▸ **CONSIGNES À SUIVRE**:
Prolongez l'article sur la menace d'une guerre contre l'Iran en reprenant juste après sa dernière phrase.

▸ **EXTRAIT FOURNI**:
10/09/2012 tlaxcala-int.org  19min #71627

 Manifs à Tel-Aviv : Non à la guerre contre l'iran

La marche folle de l'histoire

 Uri Avnery

Rien ne saurait être plus angoissant que la pensée que ce duo - Ben­jamin Netanyahou et Ehoud Barak - est en situation de déclencher une guerre dont les dimen­sions et les consé­quences sont imprévisibles.

Ce n'est pas angoissant seulement en raison de leurs obses­sions idéo­lo­giques et de leurs men­ta­lités, mais aussi en raison de leur niveau d'intelligence.

Le mois dernier nous en a donné un petit exemple. Ce n'était en soi qu'un événement pas­sager. Mais comme illus­tration de leurs capa­cités de prendre des déci­sions, c'était assez effrayant.

▸ **JEU DE DONNÉES**:

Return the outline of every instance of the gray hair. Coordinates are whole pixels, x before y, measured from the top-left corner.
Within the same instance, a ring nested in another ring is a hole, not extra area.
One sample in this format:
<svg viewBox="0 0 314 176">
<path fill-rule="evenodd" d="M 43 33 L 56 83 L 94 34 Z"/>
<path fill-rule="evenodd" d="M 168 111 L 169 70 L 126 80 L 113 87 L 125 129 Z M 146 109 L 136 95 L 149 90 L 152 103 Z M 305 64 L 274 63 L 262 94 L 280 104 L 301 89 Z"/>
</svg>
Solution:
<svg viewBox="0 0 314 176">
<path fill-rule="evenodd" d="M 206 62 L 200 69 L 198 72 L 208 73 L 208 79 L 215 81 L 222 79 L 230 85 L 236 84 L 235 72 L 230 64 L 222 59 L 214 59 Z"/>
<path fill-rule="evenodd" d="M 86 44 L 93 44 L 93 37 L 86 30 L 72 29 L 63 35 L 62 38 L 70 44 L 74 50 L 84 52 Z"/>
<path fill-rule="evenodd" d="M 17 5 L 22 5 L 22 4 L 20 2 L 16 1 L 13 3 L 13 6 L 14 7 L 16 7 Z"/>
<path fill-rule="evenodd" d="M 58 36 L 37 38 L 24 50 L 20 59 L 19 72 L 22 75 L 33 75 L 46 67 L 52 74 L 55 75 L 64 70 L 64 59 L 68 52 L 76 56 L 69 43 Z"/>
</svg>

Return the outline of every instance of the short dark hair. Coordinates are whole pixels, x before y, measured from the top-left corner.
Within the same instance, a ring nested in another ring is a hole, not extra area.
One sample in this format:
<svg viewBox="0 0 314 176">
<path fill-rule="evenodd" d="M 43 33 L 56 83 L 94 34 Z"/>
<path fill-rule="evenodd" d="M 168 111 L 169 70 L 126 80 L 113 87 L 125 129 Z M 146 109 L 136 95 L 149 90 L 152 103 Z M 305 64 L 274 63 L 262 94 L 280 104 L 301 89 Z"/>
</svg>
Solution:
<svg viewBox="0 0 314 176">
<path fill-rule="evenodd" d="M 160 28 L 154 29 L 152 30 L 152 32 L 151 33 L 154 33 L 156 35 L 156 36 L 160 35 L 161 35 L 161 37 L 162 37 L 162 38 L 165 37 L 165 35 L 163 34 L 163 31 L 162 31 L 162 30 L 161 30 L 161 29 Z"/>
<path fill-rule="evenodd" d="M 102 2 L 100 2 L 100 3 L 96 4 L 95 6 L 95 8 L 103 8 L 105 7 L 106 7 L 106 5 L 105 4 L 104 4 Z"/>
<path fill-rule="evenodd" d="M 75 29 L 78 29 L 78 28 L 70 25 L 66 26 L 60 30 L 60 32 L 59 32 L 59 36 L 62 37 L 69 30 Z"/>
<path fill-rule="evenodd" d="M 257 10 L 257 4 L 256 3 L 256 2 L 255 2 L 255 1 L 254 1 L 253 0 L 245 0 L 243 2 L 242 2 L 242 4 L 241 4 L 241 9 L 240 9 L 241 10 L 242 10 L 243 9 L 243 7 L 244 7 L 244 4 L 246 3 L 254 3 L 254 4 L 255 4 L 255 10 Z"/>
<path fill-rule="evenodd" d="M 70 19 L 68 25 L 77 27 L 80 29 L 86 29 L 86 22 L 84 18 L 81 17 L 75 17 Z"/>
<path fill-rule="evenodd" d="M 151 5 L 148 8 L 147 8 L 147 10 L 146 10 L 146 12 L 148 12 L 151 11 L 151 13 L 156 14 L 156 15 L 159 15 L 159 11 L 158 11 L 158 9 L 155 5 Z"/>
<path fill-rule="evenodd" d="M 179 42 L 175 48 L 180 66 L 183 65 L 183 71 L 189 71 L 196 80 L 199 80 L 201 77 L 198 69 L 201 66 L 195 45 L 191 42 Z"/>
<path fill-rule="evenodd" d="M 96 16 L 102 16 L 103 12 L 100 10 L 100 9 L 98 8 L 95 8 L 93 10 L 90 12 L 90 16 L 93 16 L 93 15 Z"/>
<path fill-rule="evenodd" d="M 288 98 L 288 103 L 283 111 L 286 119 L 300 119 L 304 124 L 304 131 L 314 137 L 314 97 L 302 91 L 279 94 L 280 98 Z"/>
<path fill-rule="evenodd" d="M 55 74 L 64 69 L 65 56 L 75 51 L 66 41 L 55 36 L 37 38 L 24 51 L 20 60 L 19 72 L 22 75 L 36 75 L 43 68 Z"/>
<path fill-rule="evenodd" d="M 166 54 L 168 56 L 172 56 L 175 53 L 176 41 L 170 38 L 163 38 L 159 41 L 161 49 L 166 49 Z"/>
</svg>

▸ **RÉPONSE PRODUITE**:
L'HABITUELLE confé­rence du Mou­vement des Nations non-alignées devait se tenir à Téhéran. Cent vingt Etats avaient promis d'y par­ti­ciper, dont beaucoup étaient repré­sentés par leur pré­sident ou leur Premier ministre.

C'était une mau­vaise nou­velle pour le gou­ver­nement israélien qui avait consacré beaucoup de son énergie au cours de trois der­nières années à des efforts acharnés pour isoler l'Iran - lequel Iran ne consa­crait pas moins d'efforts acharnés à isoler Israël.

Comme si le lieu de la confé­rence ne suf­fisait pas, le Secré­taire général des Nations unies, Ban Ki-moon, annonça qu'il y par­ti­ci­perait également. Et comme si cela n'était pas encore assez, le nouveau pré­sident de l'Égypte, Mohamed Morsi, avait aussi promis de venir.

Netanyahou se trouva en face d'un problème : comment réagir ?

SI UN expert avisé avait été consulté, il aurait peut-être demandé : pourquoi faut-il vraiment réagir ?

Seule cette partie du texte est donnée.